**TASK TO COMPLETE:** Reproduce word for word the part of the passage on Navy sonar and marine mammals between "As we’ve seen" and "of the consequences.", inclusive.

*** PASSAGE FOR REVIEW ***

The Navy’s use of mid-frequency active sonar can kill, injure, and disturb marine mammals.  The Navy and NMFS accept this fact, projecting 650,000 instances of injury and harassment to whales, dolphins, and porpoises over five years of activities in the Pacific Northwest.  Sonar has caused or been associated with multiple stranding events of whales and other marine mammals around the world.  NRDC and other concerned organizations (InterTribal Sinkyone Wilderness Council, Center for Biological Diversity, Friends of the Earth Friends of the San Juans, and People for Puget Sound) challenged the Fisheries Service’s permitting of the Navy’s activities in the Pacific Northwest in January 2012.  With its ruling yesterday afternoon, the court found that the agency’s approval of the Navy’s activities ignored the best available science showing that marine mammals are far more sensitive to sonar that can cause hearing loss and other injuries.

As we’ve seen over the past decade in permit approvals, the Navy and NMFS have been working overtime to minimize the nature and extent of harm to marine mammals caused by the Navy’s use of sonar—twisting, turning, dodging, and simply ignoring evidence right before them.  Now, the science is catching up and exposing these machinations for what they always were: “ends justify the means” attempts to let the Navy continue with business as usual, unencumbered by any serious obligation to protect whales and dolphins from significant harms.  NRDC and our allies will continue to call on this agency to find ways to minimize harm to marine mammals from the Navy’s training.  This court ruling should remind NMFS that its preeminent obligation is to endangered species under the Endangered Species Act, not to applicants seeking to conduct harmful activities regardless of the consequences.

*** DATA ***

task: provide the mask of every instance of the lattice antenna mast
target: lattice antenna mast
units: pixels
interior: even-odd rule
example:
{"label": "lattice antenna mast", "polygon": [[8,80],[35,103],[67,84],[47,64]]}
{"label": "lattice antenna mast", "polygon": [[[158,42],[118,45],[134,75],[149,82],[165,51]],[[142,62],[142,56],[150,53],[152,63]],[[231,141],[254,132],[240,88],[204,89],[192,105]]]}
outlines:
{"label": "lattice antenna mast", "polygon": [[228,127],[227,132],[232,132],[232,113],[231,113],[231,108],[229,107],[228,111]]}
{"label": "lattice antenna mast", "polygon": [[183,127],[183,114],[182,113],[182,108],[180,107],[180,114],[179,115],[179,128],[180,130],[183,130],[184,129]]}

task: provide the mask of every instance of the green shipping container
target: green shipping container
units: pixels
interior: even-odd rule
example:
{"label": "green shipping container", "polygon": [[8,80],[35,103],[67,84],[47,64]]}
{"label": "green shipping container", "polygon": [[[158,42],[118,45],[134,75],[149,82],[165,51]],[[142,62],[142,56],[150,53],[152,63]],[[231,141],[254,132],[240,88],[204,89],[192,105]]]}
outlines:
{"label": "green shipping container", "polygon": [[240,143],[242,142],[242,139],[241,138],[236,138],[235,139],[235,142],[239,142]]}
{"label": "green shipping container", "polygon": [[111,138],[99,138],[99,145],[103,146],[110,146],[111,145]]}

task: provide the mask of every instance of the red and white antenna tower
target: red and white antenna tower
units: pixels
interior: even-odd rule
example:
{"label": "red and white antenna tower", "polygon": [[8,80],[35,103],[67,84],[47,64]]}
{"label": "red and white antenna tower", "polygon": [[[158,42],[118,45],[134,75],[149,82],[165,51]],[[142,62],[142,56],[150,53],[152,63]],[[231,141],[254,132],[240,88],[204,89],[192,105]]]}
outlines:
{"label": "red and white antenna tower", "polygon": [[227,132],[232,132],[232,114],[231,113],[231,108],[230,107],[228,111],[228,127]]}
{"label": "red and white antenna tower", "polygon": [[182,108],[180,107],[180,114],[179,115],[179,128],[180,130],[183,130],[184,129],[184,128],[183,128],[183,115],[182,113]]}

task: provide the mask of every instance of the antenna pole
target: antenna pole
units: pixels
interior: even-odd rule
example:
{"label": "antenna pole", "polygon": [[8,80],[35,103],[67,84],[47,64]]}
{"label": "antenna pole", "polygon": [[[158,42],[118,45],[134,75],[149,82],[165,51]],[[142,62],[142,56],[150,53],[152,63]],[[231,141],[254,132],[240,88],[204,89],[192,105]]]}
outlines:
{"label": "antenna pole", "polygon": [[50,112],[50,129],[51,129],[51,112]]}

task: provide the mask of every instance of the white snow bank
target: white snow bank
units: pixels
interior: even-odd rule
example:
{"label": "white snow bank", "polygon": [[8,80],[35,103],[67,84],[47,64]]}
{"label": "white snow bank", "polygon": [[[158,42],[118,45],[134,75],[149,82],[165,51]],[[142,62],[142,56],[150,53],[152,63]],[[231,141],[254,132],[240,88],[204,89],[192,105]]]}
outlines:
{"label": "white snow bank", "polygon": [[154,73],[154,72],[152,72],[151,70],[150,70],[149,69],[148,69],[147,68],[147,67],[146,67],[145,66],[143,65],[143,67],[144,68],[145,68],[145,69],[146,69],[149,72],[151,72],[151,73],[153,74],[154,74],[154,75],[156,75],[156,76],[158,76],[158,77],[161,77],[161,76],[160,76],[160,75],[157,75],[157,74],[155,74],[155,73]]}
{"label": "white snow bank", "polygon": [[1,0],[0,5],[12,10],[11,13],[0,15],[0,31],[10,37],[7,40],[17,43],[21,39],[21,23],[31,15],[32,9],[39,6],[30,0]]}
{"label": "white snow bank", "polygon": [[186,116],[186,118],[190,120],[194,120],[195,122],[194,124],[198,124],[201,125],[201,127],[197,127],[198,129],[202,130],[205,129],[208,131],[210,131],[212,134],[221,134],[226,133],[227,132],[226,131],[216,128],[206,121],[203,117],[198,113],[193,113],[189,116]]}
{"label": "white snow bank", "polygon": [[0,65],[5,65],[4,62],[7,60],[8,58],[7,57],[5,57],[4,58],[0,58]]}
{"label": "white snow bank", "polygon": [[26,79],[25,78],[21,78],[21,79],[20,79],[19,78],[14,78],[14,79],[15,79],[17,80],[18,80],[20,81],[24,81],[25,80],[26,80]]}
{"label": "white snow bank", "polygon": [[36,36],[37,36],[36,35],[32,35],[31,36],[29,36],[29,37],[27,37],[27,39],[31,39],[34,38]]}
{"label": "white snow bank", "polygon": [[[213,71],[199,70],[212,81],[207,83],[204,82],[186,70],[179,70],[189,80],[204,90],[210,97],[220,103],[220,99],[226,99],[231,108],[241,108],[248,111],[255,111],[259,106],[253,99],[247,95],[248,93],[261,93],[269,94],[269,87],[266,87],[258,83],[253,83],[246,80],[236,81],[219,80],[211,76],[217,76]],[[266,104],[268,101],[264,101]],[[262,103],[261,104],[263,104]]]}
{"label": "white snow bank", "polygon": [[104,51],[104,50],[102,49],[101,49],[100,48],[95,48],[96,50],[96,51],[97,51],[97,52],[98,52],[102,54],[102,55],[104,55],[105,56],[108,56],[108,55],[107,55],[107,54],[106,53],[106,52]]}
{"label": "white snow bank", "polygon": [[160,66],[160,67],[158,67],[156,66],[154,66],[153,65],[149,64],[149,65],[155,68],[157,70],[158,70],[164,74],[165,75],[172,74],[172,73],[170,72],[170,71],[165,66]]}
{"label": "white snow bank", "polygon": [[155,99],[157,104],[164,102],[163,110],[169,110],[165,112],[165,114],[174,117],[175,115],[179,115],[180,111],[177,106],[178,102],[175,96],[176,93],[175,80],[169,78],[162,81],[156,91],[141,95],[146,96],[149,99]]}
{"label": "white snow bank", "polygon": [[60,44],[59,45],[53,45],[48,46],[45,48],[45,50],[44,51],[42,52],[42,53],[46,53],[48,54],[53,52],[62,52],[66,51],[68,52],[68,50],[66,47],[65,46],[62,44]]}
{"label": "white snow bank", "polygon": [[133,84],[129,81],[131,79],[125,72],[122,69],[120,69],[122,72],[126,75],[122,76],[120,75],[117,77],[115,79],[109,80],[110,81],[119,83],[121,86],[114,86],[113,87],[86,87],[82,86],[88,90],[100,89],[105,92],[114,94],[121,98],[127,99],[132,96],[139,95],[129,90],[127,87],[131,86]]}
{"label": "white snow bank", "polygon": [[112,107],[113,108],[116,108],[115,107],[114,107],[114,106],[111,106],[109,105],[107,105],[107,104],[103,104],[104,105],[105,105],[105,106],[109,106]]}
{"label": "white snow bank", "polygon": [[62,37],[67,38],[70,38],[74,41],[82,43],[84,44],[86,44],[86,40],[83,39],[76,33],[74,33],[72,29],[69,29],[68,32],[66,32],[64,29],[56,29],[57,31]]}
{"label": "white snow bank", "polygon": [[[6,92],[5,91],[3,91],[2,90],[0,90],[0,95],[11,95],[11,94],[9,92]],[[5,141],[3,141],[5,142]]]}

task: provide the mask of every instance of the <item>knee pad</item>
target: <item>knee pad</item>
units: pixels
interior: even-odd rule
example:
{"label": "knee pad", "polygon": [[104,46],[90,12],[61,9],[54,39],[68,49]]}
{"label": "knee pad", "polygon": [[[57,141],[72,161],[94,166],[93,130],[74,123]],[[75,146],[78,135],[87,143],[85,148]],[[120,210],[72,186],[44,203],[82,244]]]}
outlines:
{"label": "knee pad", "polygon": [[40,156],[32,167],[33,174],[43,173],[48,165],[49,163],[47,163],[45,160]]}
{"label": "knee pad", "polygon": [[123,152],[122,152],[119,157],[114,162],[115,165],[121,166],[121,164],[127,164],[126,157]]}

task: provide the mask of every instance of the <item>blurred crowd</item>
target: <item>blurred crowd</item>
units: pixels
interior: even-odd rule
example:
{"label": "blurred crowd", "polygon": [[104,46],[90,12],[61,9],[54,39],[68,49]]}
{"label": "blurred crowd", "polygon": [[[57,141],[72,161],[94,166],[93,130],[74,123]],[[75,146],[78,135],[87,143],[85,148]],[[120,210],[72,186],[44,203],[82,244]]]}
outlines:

***

**RESPONSE BOX:**
As we’ve seen over the past decade in permit approvals, the Navy and NMFS have been working overtime to minimize the nature and extent of harm to marine mammals caused by the Navy’s use of sonar—twisting, turning, dodging, and simply ignoring evidence right before them.  Now, the science is catching up and exposing these machinations for what they always were: “ends justify the means” attempts to let the Navy continue with business as usual, unencumbered by any serious obligation to protect whales and dolphins from significant harms.  NRDC and our allies will continue to call on this agency to find ways to minimize harm to marine mammals from the Navy’s training.  This court ruling should remind NMFS that its preeminent obligation is to endangered species under the Endangered Species Act, not to applicants seeking to conduct harmful activities regardless of the consequences.